- _Selected passage_
Let \(\mathcal {X}=\left\{ a,b,c\right\} \), and consider a society with four possible utility functions: \(u_{A}=(10,\mu ,0)\), \(u_{B}=(10,0,\mu )\), \(u_{C}=(\mu ,10,0)\) and \(u_{D}=(0,\mu ,10)\) with \(10>\mu >5\). The proportion of voters with each utility profile equals respectively 0.2, 0.35, 0.25 and 0.2. Therefore, b is the Condorcet Loser since aMb and cMb. Moreover IA does not hold since there is the same number of voters with utility vectors \(u_{A}\) and \(u_{D}\) so that \(N(a,b,c)=N(c,b,a)\).

- _Extracted data_

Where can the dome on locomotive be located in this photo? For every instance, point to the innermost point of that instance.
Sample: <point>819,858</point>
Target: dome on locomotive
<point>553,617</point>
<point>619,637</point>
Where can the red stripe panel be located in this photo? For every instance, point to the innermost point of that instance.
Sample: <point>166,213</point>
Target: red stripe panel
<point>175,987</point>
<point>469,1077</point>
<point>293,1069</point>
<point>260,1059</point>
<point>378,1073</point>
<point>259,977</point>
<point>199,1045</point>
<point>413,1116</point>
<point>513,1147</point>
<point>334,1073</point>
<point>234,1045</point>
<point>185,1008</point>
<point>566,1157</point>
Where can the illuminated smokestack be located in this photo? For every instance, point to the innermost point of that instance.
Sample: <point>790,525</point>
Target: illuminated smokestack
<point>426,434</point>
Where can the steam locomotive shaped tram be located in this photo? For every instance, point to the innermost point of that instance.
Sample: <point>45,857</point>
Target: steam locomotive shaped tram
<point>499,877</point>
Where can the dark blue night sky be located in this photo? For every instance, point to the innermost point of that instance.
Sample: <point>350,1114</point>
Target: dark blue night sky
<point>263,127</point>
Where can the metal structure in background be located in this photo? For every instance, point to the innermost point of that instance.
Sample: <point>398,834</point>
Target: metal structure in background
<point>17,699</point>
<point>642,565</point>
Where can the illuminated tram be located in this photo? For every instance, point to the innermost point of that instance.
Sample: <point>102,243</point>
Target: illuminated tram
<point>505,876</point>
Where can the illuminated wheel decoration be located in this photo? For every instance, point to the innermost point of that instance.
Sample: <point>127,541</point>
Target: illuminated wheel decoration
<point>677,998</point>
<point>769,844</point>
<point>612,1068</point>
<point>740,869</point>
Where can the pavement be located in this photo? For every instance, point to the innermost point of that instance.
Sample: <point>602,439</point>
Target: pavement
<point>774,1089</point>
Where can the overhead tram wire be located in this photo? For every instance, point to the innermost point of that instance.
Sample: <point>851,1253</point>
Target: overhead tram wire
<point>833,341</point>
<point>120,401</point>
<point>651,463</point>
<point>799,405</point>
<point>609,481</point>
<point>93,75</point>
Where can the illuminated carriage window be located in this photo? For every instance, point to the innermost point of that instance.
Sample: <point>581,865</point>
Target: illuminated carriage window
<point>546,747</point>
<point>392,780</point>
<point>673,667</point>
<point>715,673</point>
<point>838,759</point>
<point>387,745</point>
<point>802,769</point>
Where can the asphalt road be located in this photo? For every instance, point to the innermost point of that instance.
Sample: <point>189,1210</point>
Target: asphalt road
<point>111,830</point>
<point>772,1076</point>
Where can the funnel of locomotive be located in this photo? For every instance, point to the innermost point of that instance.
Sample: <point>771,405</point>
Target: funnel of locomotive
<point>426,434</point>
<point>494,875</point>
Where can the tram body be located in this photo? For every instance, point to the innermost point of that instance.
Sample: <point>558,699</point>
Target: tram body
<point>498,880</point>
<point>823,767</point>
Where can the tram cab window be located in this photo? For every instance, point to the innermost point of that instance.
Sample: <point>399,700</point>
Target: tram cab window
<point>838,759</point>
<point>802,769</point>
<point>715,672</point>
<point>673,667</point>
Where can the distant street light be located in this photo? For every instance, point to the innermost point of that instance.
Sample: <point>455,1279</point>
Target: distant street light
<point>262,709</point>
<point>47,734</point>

- _Goals_
[A] According to the voting example, which alternative is the Condorcet Loser?
[B] Continue the voting example from its final sentence.

- _Written answers_
[A] Alternative b is the Condorcet Loser.

[B]
It is easy to see that the strategy profile \(\sigma \) with

$$ \sigma _{A}\rightarrow \{a,b\},\, \sigma _{B}\rightarrow \{a,c\},\, \sigma _{C}\rightarrow \{b\}\quad \text {and} \quad \sigma _{D}\rightarrow \{b,c\}, $$

leads to the victory of b. Moreover, the strategy profile \(\sigma \) is justified by the pivot vector \(p^{\varepsilon }=(p^{\varepsilon }_{ab},p^{\varepsilon }_{ac},p^{\varepsilon }_{bc})=(1/2-\varepsilon ,2\varepsilon ,1/2-\varepsilon )\) and hence is an equilibrium. Therefore, the Condorcet loser b is the unique equilibrium winner at \(\sigma \). As the next result shows, this bad outcome does not occur when the election satisfies IA.

Proposition 3

If the election E satisfies IA and there is an equilibrium with a unique winner, then this candidate is the Condorcet Winner.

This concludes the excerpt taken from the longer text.